What you will do
Report every line below that contains the string "tree", copying each such line in full.

★ ★ ★ ★

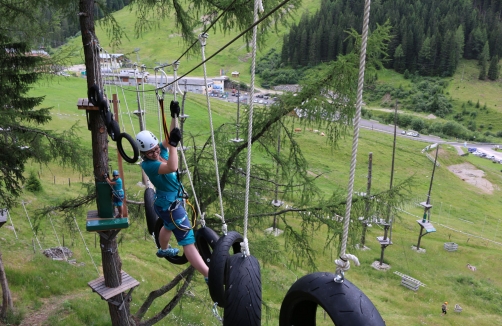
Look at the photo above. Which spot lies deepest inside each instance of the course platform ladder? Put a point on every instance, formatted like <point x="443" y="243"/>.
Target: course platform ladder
<point x="409" y="282"/>
<point x="450" y="246"/>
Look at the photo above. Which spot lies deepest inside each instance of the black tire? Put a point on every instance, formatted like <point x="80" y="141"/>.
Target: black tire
<point x="205" y="239"/>
<point x="242" y="292"/>
<point x="94" y="95"/>
<point x="345" y="304"/>
<point x="120" y="147"/>
<point x="113" y="129"/>
<point x="177" y="260"/>
<point x="217" y="264"/>
<point x="151" y="216"/>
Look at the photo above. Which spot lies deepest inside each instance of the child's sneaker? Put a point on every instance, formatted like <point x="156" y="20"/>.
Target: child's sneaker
<point x="169" y="252"/>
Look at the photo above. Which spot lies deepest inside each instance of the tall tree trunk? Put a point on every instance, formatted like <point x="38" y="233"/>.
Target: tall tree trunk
<point x="112" y="265"/>
<point x="7" y="299"/>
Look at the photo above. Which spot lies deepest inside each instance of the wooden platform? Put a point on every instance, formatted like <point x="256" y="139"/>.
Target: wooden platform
<point x="95" y="223"/>
<point x="424" y="204"/>
<point x="98" y="285"/>
<point x="427" y="226"/>
<point x="409" y="282"/>
<point x="384" y="242"/>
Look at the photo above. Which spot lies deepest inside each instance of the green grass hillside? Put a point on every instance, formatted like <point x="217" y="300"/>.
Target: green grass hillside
<point x="164" y="44"/>
<point x="464" y="91"/>
<point x="462" y="213"/>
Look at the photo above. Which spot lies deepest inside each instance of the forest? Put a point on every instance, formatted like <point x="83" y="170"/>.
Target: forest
<point x="429" y="37"/>
<point x="69" y="26"/>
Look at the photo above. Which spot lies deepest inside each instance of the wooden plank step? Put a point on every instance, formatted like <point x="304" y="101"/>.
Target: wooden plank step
<point x="429" y="228"/>
<point x="107" y="224"/>
<point x="384" y="242"/>
<point x="95" y="223"/>
<point x="98" y="286"/>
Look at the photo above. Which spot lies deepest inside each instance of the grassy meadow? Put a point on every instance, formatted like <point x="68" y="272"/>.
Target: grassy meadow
<point x="461" y="214"/>
<point x="164" y="44"/>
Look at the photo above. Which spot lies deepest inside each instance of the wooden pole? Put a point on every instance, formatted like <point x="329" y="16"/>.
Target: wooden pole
<point x="111" y="262"/>
<point x="367" y="208"/>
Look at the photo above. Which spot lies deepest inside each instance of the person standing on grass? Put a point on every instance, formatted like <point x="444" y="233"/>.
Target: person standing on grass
<point x="444" y="307"/>
<point x="160" y="163"/>
<point x="118" y="192"/>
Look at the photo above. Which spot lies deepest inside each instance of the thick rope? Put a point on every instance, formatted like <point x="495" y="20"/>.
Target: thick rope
<point x="340" y="267"/>
<point x="245" y="245"/>
<point x="202" y="40"/>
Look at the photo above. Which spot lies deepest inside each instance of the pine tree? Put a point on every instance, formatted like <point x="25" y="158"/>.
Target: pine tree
<point x="399" y="60"/>
<point x="22" y="139"/>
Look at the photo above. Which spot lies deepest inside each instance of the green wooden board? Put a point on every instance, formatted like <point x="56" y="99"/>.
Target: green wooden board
<point x="107" y="224"/>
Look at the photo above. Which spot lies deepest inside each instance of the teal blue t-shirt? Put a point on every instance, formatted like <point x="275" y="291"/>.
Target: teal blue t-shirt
<point x="118" y="184"/>
<point x="168" y="188"/>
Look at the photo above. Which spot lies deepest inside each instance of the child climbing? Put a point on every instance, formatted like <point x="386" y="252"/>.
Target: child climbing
<point x="160" y="163"/>
<point x="118" y="192"/>
<point x="444" y="307"/>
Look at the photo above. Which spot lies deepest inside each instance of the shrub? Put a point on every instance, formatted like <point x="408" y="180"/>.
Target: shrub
<point x="32" y="183"/>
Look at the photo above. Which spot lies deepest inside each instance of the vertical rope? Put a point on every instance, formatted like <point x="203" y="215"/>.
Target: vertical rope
<point x="202" y="40"/>
<point x="245" y="246"/>
<point x="59" y="242"/>
<point x="13" y="228"/>
<point x="343" y="264"/>
<point x="85" y="245"/>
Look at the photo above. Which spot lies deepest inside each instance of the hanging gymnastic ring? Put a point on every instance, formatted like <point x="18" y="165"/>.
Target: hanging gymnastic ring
<point x="150" y="214"/>
<point x="343" y="302"/>
<point x="217" y="264"/>
<point x="113" y="129"/>
<point x="205" y="240"/>
<point x="242" y="291"/>
<point x="94" y="95"/>
<point x="120" y="148"/>
<point x="177" y="260"/>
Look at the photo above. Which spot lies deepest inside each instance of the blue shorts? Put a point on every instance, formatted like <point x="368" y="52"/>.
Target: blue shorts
<point x="118" y="197"/>
<point x="176" y="219"/>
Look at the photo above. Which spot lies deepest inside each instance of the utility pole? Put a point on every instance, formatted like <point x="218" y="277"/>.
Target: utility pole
<point x="111" y="262"/>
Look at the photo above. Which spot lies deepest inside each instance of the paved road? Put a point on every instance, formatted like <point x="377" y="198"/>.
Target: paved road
<point x="482" y="147"/>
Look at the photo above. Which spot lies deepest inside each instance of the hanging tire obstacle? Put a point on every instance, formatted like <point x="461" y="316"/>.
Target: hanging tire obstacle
<point x="177" y="260"/>
<point x="205" y="240"/>
<point x="122" y="153"/>
<point x="218" y="262"/>
<point x="345" y="304"/>
<point x="242" y="291"/>
<point x="151" y="216"/>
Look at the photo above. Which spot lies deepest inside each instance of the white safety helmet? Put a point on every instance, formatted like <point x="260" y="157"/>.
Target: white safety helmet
<point x="146" y="140"/>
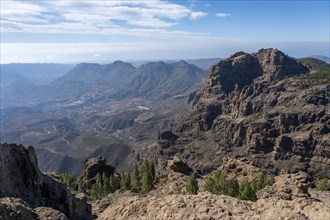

★ ★ ★ ★

Finished task
Look at the photo above. Which spot lies deepest inside each instance of the tall tree trunk? Put a point on every instance, formatted like <point x="38" y="233"/>.
Target: tall tree trunk
Look at the photo above. Which spot lies deepest inside each instance of the pine tree? Put a point on every instance, formatted like <point x="25" y="158"/>.
Target: pine tree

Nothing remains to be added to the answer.